Given text:
The Midcontinent ISO (MISO) recently became one of the first grid operators in the United States to utilize synchrophasor technology in its real-time system operations for grid monitoring and analysis, the organization announced at the 2013 NARUC Summer Meetings in Denver July 23.
The projectm which MISO impelmented in real-time operations March 21, will enable the RTO to collect data from more than 344 phasor measurement units (PMU) that transmit information 30 times per second, significantly faster than current technology, which records measurements every four seconds, MISO said.
The collected data is GPS time-stamped, enabling measurements from different locations to be time-synchronized and combined to create a detailed, comprehensive wide-area assessment of system conditions. With this data MISO can better detect, diagnose and prevent system disruptions.
This latest project, funded by a $17.25m grant from the U.S. Department of Energy (DOE) as part of its effort to modernize the power grid, builds on a previous deployment of synchrophasor technology within the MISO system. In September 2012, MISO deployed synchrophasor technology in two areas of grid analytics: system modeling and after-the fact event analysis. The most recent deployment increased the number of PMUs, and the project will use the data in real-time operations.
“Incorporating these new technologies into real-time operations greatly increases our situational awareness of grid activity, and is essential to our effort to modernize the grid,” Richard Doying, MISO executive vice president of operations and corporate services, said in a statement announcing the expanded project. “Synchrophasor technologies provide us with unprecedented data on situations that could radically affect reliability. With these devices, we’ve extended our ability to see ongoing system conditions, providing additional assurance that consumers are benefiting from improved reliability and predictability.”
Synchrophasor technology provides immediate value by enhancing MISO’s ability to simulate and troubleshoot the bulk power system, thus providing grid operators with a new level of situational awareness. MISO’s system operators can now view voltage and current measurements at any one of hundreds of strategic points along the interconnected transmission network at a level of detail that was impossible to obtain using older technologies, MISO added.

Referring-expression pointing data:
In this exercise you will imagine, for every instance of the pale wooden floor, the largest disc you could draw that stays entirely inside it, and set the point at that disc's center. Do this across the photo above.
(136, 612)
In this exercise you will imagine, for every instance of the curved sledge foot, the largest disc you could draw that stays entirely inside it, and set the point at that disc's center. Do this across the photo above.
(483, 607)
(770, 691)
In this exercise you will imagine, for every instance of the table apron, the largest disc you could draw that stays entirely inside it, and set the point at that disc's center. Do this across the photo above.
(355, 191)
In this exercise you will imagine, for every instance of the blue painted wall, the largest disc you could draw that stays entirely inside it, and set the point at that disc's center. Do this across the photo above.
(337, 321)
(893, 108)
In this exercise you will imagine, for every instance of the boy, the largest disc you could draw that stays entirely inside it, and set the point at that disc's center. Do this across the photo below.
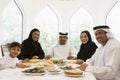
(11, 60)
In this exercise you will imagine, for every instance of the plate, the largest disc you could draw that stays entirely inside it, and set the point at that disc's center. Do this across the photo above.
(74, 75)
(33, 74)
(54, 73)
(34, 60)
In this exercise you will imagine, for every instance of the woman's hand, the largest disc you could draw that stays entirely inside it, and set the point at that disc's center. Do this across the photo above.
(83, 66)
(70, 58)
(48, 57)
(35, 57)
(20, 65)
(79, 61)
(25, 60)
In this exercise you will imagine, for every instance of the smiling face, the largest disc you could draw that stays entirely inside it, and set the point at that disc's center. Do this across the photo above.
(35, 35)
(84, 38)
(101, 37)
(14, 51)
(63, 40)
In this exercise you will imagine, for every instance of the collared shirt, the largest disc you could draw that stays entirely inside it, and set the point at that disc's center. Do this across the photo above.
(8, 62)
(105, 63)
(62, 51)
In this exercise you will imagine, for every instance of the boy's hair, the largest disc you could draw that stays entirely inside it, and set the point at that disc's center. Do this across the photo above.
(15, 44)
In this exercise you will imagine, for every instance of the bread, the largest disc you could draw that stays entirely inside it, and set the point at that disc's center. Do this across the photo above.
(73, 72)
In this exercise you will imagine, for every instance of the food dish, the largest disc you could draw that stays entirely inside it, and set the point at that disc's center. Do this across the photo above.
(27, 64)
(69, 75)
(53, 70)
(34, 60)
(74, 73)
(37, 71)
(34, 74)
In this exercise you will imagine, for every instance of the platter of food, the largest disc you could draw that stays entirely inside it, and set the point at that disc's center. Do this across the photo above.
(34, 60)
(58, 61)
(73, 73)
(37, 71)
(53, 70)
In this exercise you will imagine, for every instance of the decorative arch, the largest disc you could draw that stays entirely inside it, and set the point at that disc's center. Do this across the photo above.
(80, 20)
(12, 23)
(47, 22)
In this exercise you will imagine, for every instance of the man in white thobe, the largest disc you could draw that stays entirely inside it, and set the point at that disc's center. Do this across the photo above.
(62, 49)
(105, 63)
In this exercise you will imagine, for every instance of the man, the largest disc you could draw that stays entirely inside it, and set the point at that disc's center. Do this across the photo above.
(62, 49)
(105, 63)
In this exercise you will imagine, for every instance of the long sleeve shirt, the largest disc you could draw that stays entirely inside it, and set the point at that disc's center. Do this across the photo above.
(8, 62)
(105, 63)
(62, 51)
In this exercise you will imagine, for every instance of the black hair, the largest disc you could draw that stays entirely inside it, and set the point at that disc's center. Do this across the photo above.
(88, 34)
(33, 30)
(101, 26)
(15, 44)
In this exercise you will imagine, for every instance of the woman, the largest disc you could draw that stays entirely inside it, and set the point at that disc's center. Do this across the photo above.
(31, 48)
(87, 47)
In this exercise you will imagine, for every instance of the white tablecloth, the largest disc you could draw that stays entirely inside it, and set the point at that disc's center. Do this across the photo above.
(16, 74)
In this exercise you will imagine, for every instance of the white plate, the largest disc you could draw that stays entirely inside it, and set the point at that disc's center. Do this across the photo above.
(74, 75)
(54, 72)
(34, 74)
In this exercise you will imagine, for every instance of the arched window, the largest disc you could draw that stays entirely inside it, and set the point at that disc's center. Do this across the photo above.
(47, 22)
(113, 20)
(12, 24)
(81, 20)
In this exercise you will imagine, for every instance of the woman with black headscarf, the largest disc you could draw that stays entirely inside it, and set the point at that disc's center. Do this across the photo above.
(87, 48)
(31, 48)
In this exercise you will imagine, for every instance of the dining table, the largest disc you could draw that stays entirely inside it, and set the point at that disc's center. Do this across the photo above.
(18, 74)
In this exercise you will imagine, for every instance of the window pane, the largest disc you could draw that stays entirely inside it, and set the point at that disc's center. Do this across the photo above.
(12, 22)
(48, 24)
(81, 20)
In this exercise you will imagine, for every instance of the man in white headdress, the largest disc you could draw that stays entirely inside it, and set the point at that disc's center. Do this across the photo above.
(62, 49)
(105, 63)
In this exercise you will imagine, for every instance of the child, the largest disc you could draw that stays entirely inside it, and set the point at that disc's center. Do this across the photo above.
(11, 60)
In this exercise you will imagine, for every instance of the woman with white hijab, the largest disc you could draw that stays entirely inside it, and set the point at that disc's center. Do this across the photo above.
(105, 63)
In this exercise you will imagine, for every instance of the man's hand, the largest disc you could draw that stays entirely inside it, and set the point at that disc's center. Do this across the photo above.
(48, 57)
(83, 66)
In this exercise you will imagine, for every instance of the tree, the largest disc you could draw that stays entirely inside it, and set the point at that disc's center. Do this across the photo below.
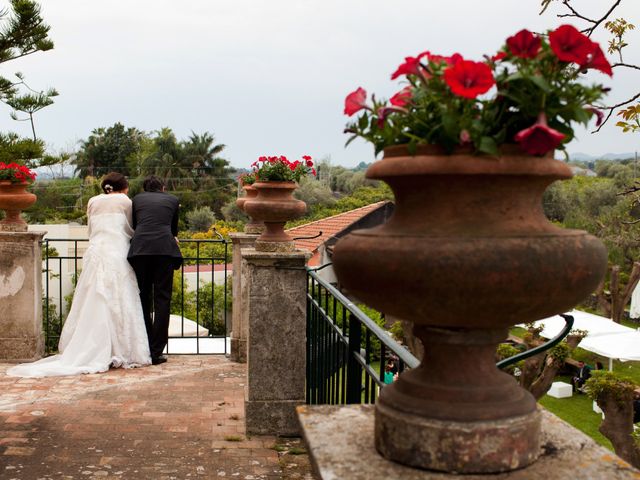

Problem description:
Continue the article on MISO's use of synchrophasor technology, picking up after its final sentence.

Answer below:
In addition to increasing the use of PMUs, MISO engineers pioneered a new feature for display used in the control room. The feature, called enhanced real-time display (eRTD), uses data gathered by the PMUs to give system operators a geospatial visualization of grid activity. The feature has two-way functionality so participating transmission owners can see the same displays as MISO control room operators in real time.
Going forward, MISO intends to continue investigating new ways to extend the value gained from synchrophasor technology by integrating it into its state estimator tool, incorporating use of the technology with additional transmission owners, and data sharing with the entire Eastern Interconnection.
The project, which began after MISO received the DOE grant in 2010 and involved 17 transmission owners, came in on time and under budget, MISO said.
Other organizations that have also deployed synchrophasor technology funded by DOE grants include the Western Electricity Coordinating Council (WECC). On March 31, WECC announced that it and the nine partners in the Western Interconnection Synchrophasor Program (WISP) had completed the installation of almost 450 new or upgraded PMUs.
The WECC synchrophasor program began when WECC in 2009 received a $53.9m DOE grant under the American Recovery and Reinvestment Act’s Smart Grid Investment Grant initiative. The WECC grant was used to match funds committed by the nine WISP partners, bringing total funding for WISP to $107.8m.
A total of 19 entities across the western United States and Canada participate in WISP to extend and deploy synchrophasor technologies within their western electrical systems. In addition to detecting electric system disruptions, synchrophasor technology can help companies see and manage intermittent renewable resources and to deploy ancillary services when necessary.